Rows from a pointing dataset
*****

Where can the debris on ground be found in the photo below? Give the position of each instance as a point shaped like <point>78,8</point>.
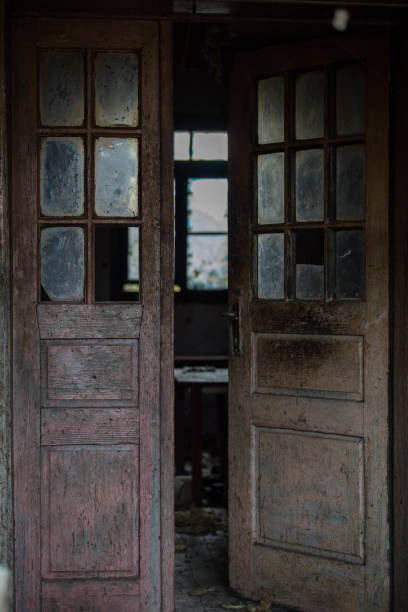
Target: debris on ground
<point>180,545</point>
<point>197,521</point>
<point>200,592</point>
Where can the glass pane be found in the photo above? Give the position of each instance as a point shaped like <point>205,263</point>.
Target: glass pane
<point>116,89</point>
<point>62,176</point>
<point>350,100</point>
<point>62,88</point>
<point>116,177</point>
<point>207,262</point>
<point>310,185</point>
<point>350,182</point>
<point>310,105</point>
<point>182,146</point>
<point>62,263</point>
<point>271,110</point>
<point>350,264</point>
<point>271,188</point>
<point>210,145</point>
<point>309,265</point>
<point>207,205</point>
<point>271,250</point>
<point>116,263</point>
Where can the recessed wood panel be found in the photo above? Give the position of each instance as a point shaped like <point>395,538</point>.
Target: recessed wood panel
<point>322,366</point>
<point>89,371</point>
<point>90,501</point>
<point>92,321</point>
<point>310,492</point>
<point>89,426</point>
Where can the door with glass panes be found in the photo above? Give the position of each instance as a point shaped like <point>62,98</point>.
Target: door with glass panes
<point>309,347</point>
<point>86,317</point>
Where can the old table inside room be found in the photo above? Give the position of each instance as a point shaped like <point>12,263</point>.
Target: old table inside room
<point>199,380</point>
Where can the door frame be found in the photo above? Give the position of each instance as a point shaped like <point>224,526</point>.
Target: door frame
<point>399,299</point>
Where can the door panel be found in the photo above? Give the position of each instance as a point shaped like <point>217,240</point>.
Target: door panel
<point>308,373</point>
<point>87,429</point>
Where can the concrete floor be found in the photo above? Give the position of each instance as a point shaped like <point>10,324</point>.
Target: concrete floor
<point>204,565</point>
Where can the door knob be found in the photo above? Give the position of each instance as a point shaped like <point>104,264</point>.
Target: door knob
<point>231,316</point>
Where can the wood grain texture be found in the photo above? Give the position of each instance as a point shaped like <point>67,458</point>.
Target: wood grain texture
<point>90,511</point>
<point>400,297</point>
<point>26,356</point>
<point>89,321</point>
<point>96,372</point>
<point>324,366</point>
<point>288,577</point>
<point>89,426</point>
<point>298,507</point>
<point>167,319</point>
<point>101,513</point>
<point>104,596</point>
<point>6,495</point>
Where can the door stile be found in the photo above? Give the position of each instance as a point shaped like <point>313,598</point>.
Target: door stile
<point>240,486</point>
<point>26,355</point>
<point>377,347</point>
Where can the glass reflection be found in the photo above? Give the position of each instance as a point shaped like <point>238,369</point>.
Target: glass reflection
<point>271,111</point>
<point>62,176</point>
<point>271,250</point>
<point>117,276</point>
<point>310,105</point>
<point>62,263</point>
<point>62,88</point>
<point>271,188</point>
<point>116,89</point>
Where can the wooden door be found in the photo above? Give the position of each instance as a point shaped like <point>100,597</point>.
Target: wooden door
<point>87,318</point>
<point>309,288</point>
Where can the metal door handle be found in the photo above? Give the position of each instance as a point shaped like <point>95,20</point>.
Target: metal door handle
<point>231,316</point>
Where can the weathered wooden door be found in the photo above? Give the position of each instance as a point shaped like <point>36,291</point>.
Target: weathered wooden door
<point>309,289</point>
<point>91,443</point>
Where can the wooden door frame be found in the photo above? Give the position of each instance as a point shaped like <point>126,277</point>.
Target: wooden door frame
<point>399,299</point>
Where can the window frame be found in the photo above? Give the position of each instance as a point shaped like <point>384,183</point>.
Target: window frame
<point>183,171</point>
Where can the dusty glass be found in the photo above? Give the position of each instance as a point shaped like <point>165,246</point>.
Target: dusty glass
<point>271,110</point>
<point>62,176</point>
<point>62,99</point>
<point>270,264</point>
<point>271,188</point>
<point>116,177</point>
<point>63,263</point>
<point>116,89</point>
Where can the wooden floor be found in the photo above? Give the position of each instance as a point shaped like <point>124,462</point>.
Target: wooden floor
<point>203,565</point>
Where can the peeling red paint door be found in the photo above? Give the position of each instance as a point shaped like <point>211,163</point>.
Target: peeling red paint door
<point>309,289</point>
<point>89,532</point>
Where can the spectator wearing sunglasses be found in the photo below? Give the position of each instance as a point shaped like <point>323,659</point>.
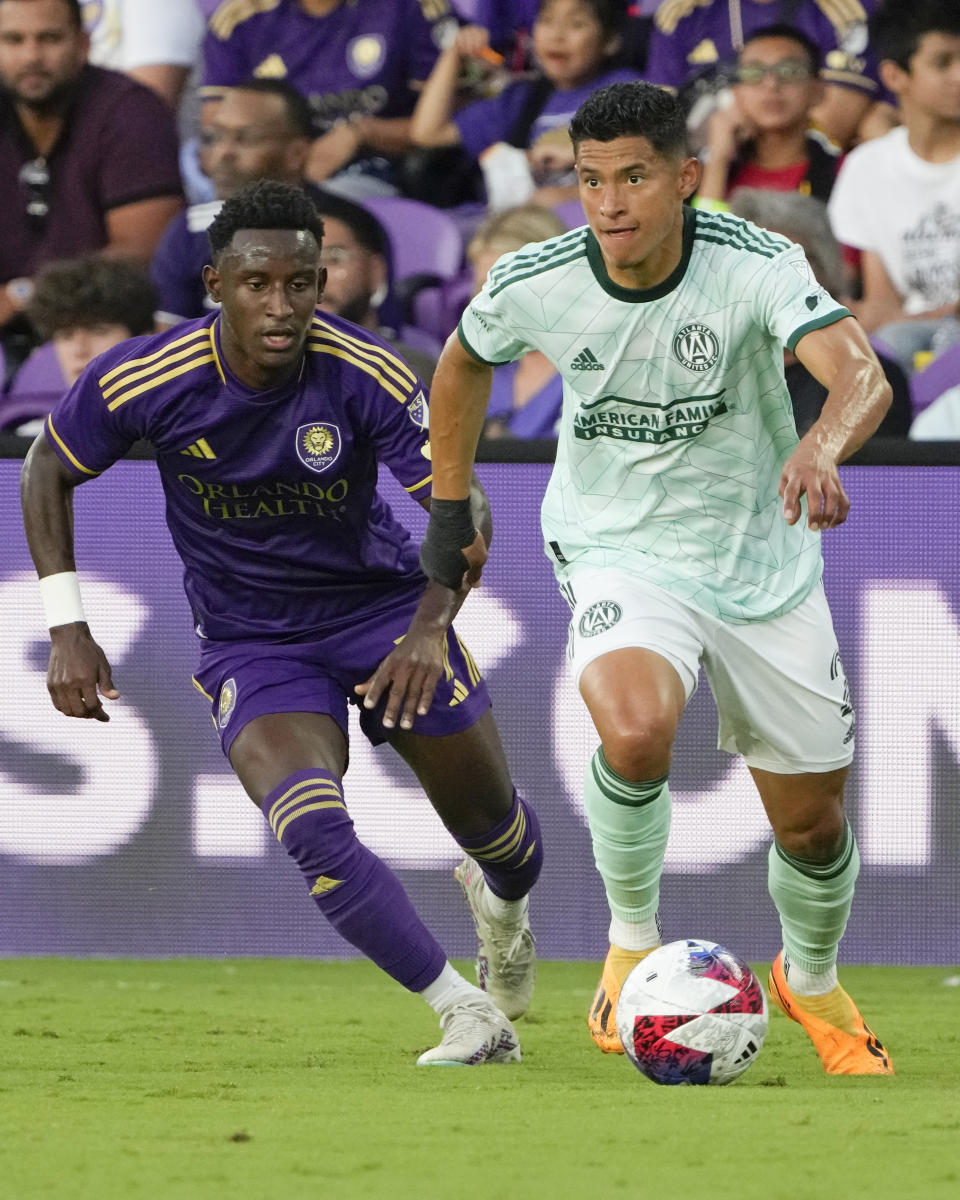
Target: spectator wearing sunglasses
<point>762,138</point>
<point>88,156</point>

*****

Copy every row above word for word, leaving out the pictures.

Where can the debris on ground be found in the photo below? Give the position of each instance as a point shaped like <point>78,8</point>.
Target: debris on ground
<point>180,545</point>
<point>197,521</point>
<point>200,592</point>
Where can the glass pane be found in the photo above? Give the position of each instance as a point shaped like <point>205,263</point>.
Target: glass pane
<point>116,89</point>
<point>62,176</point>
<point>350,100</point>
<point>62,88</point>
<point>116,177</point>
<point>207,262</point>
<point>310,185</point>
<point>350,182</point>
<point>310,105</point>
<point>182,146</point>
<point>62,263</point>
<point>271,110</point>
<point>350,264</point>
<point>271,188</point>
<point>210,145</point>
<point>309,265</point>
<point>207,205</point>
<point>271,250</point>
<point>116,263</point>
Where can the recessed wood panel be found in the photo above? Give the position of each instance as a point shaped like <point>395,538</point>.
Target: recessed wood panel
<point>322,366</point>
<point>89,371</point>
<point>90,501</point>
<point>92,321</point>
<point>310,492</point>
<point>89,426</point>
Where can the door with glass panes be found in the photo above? Give the position of each instance as a point shaped like <point>62,98</point>.
Target: door with glass panes
<point>309,347</point>
<point>86,317</point>
Where can the old table inside room be found in the photo above? Give the position of each instance as a point shaped like <point>12,263</point>.
Target: old table inside room
<point>199,380</point>
Where can the door frame be found in the photo above? Give the position of each instance as a point shaped like <point>224,526</point>.
Target: door frame
<point>399,299</point>
Where can the door panel be found in the photo above? Give the position of each instance as a point shaped like <point>217,240</point>.
Target: door panel
<point>308,373</point>
<point>87,429</point>
Where can the concrete floor be found in the photo above? Give the position of each instance as a point shaped like <point>10,324</point>.
Target: concrete floor
<point>204,565</point>
Where can the door knob be found in the photo above? Give the position of each instance as a point shaped like <point>104,264</point>.
Target: door knob
<point>231,316</point>
Where can the wood grain texture be found in the photo above? Give the position of each instance as a point shaped like <point>67,458</point>.
Target: wood grain texture
<point>90,511</point>
<point>400,297</point>
<point>26,356</point>
<point>89,321</point>
<point>96,372</point>
<point>324,366</point>
<point>288,577</point>
<point>89,426</point>
<point>298,507</point>
<point>167,319</point>
<point>101,513</point>
<point>104,596</point>
<point>6,495</point>
Where can the door stile be found in the photo above? Give the position of each instance as a point shaped like <point>313,598</point>.
Target: door stile
<point>240,486</point>
<point>26,355</point>
<point>377,347</point>
Where can the glass reflection be found in the photo above? Give the position of each instance as a point shaped like <point>238,369</point>.
Target: glass reflection
<point>271,111</point>
<point>62,176</point>
<point>271,250</point>
<point>117,276</point>
<point>310,105</point>
<point>62,263</point>
<point>62,88</point>
<point>271,188</point>
<point>116,89</point>
Where can the wooden door be found in the photo above? Give the position of each instance as a point shaped like <point>100,597</point>.
Target: wooden door
<point>87,318</point>
<point>309,288</point>
Where can the metal door handle be found in the photo above? Give the position of each instance as a point shaped like <point>95,20</point>.
Target: metal door handle
<point>231,316</point>
Where can the weathered wooden door be found in the photo above? Give the position of each instance as a point shaped like <point>36,291</point>.
Target: weathered wooden door
<point>309,289</point>
<point>91,443</point>
Where can the wooden door frame be found in the photo above? Give the position of each instance as a point shaped like <point>126,277</point>.
Target: wooden door frame
<point>399,299</point>
Where can the window frame be found in the photo above? Give the position of each instance as a point shaped like <point>384,183</point>.
Target: window frame
<point>183,171</point>
Where can the dusty glass be found in the photo above? Give the position of each instance as a point shaped like <point>165,246</point>.
Target: dusty glass
<point>271,110</point>
<point>62,176</point>
<point>62,99</point>
<point>270,264</point>
<point>271,188</point>
<point>116,177</point>
<point>63,263</point>
<point>116,89</point>
Where can the wooden floor be found in the photo above? Give the position of each instance as a point shaped like <point>124,462</point>.
Target: wooden floor
<point>203,565</point>
Where can the peeling red paint door be found in the photo above? Give the position of each instance as a point shaped like <point>211,163</point>.
Target: peeling red paint door
<point>309,289</point>
<point>89,532</point>
Where can the spectator wearing sunglasses be found in the photo below? Give the position of each instance as a point shaped like <point>323,659</point>.
Target: spectator wearing sunglasses
<point>762,138</point>
<point>88,156</point>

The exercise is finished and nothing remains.